Directive:
Reproduce every one of the items below line for line, unchanged, and leave out the pictures.

Supplied data:
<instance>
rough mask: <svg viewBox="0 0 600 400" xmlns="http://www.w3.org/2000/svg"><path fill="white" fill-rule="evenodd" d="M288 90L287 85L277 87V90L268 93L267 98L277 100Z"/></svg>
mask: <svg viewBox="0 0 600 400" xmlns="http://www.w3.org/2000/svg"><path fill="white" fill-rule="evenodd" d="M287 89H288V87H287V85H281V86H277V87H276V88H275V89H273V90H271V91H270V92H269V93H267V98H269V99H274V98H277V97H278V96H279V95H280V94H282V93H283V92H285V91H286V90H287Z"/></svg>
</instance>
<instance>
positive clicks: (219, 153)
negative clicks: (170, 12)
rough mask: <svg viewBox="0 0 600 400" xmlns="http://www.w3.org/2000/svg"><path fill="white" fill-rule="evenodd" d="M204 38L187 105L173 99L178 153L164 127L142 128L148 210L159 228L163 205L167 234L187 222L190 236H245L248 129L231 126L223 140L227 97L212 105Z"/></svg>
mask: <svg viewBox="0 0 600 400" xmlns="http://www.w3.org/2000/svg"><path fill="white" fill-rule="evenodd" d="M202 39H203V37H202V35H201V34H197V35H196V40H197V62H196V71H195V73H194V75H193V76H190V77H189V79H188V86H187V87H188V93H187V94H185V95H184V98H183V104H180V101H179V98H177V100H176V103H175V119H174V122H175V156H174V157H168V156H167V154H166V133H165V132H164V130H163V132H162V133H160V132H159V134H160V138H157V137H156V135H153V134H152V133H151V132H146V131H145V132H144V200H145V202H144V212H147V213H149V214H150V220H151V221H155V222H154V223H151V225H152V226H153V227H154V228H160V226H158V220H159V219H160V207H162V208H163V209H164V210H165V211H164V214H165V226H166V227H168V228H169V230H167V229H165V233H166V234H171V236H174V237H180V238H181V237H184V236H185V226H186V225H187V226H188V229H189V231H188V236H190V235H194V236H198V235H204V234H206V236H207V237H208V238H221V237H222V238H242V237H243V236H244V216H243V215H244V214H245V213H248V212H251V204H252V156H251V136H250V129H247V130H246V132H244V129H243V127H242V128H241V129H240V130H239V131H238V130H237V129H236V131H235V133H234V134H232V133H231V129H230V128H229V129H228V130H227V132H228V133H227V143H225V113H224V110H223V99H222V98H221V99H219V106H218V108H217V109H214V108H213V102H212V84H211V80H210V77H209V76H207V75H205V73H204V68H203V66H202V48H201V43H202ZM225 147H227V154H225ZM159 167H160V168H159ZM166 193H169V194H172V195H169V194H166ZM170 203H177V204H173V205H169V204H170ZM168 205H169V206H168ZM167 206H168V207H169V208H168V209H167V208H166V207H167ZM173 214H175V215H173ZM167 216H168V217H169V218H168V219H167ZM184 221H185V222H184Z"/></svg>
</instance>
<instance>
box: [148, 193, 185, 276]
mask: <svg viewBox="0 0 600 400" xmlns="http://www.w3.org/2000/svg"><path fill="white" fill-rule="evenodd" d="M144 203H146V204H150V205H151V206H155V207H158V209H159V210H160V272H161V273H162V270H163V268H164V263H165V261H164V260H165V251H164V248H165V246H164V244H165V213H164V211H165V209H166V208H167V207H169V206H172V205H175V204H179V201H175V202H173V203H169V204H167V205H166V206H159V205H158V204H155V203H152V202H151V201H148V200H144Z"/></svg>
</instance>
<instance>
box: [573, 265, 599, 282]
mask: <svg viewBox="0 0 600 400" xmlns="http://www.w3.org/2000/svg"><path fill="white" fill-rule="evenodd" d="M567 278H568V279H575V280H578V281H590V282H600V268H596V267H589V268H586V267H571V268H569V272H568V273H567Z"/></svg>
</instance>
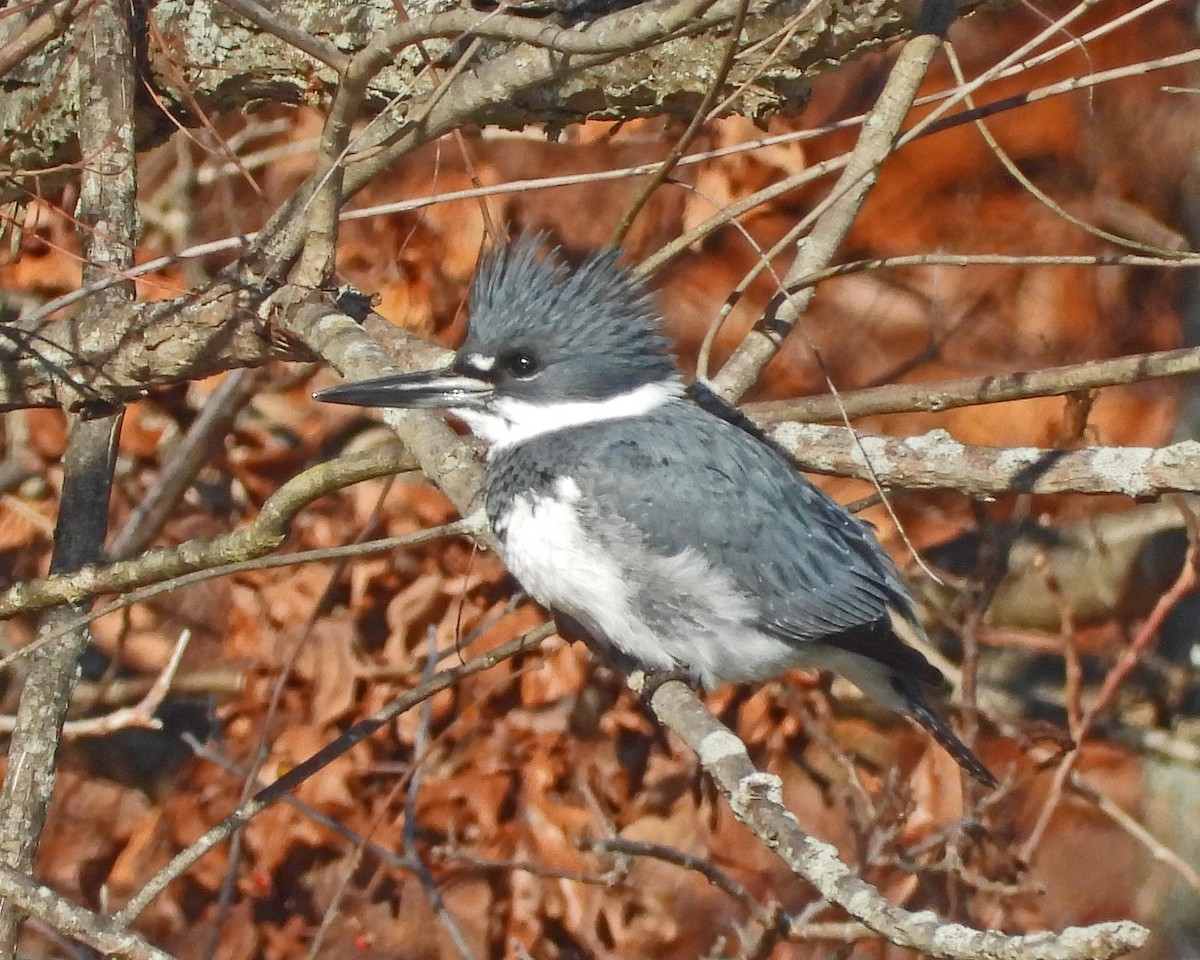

Completed task:
<instance>
rough mask: <svg viewBox="0 0 600 400" xmlns="http://www.w3.org/2000/svg"><path fill="white" fill-rule="evenodd" d="M288 90L287 85L277 87V90L268 93L267 98L277 100Z"/></svg>
mask: <svg viewBox="0 0 600 400" xmlns="http://www.w3.org/2000/svg"><path fill="white" fill-rule="evenodd" d="M287 89H288V87H287V85H281V86H277V87H276V88H275V89H273V90H271V91H270V92H269V93H267V98H269V99H274V98H277V97H278V96H279V95H280V94H282V93H283V92H285V91H286V90H287Z"/></svg>
</instance>
<instance>
positive clicks: (219, 153)
negative clicks: (170, 12)
rough mask: <svg viewBox="0 0 600 400" xmlns="http://www.w3.org/2000/svg"><path fill="white" fill-rule="evenodd" d="M204 38L187 105L173 99L178 153L164 127L142 128L148 210L159 228L163 205L167 234L187 222L190 236H245L248 129L231 126L223 140L227 97L212 105Z"/></svg>
mask: <svg viewBox="0 0 600 400" xmlns="http://www.w3.org/2000/svg"><path fill="white" fill-rule="evenodd" d="M202 39H203V37H202V35H201V34H197V35H196V40H197V62H196V71H195V73H194V75H193V76H190V77H189V79H188V86H187V87H188V93H187V94H185V95H184V98H183V104H180V101H179V98H177V100H176V103H175V119H174V122H175V156H174V157H168V156H167V154H166V133H165V132H164V130H163V132H162V133H160V132H159V134H160V138H157V137H156V135H153V134H152V133H151V132H146V131H145V132H144V200H145V202H144V212H147V213H149V214H150V220H151V221H155V222H154V223H151V225H152V226H153V227H154V228H160V226H158V220H159V219H160V207H162V208H163V209H164V210H165V211H164V214H165V226H166V227H168V228H169V230H167V229H165V233H166V234H171V236H174V237H180V238H181V237H184V236H185V226H186V225H187V226H188V229H189V231H188V236H190V235H194V236H198V235H204V234H206V236H207V237H208V238H221V237H222V238H242V237H243V236H244V216H243V215H244V214H245V213H248V212H251V204H252V156H251V136H250V129H247V130H246V132H244V129H243V127H242V128H241V129H240V130H239V131H238V130H237V129H236V131H235V133H234V134H232V133H231V129H230V128H229V129H228V130H227V132H228V133H227V143H225V113H224V110H223V99H222V98H221V99H219V106H218V108H217V109H214V108H213V102H212V84H211V80H210V77H209V76H207V75H205V73H204V68H203V66H202V48H201V43H202ZM225 147H227V154H225ZM159 167H160V168H159ZM166 193H169V194H172V195H169V194H166ZM170 203H177V204H173V205H169V204H170ZM168 205H169V206H168ZM167 206H168V207H169V208H168V209H167V208H166V207H167ZM173 214H175V215H173ZM167 216H168V217H169V218H168V219H167ZM184 221H185V222H184Z"/></svg>
</instance>
<instance>
box: [148, 193, 185, 276]
mask: <svg viewBox="0 0 600 400" xmlns="http://www.w3.org/2000/svg"><path fill="white" fill-rule="evenodd" d="M144 203H146V204H150V205H151V206H155V207H158V209H159V210H160V272H161V273H162V270H163V268H164V263H165V261H164V260H165V251H164V248H165V246H164V244H165V213H164V211H165V209H166V208H167V207H169V206H172V205H175V204H179V201H175V202H173V203H169V204H167V205H166V206H159V205H158V204H155V203H152V202H151V201H148V200H144Z"/></svg>
</instance>
<instance>
box: [573, 265, 599, 282]
mask: <svg viewBox="0 0 600 400" xmlns="http://www.w3.org/2000/svg"><path fill="white" fill-rule="evenodd" d="M567 278H568V279H575V280H578V281H590V282H600V268H596V267H589V268H586V267H571V268H569V272H568V273H567Z"/></svg>
</instance>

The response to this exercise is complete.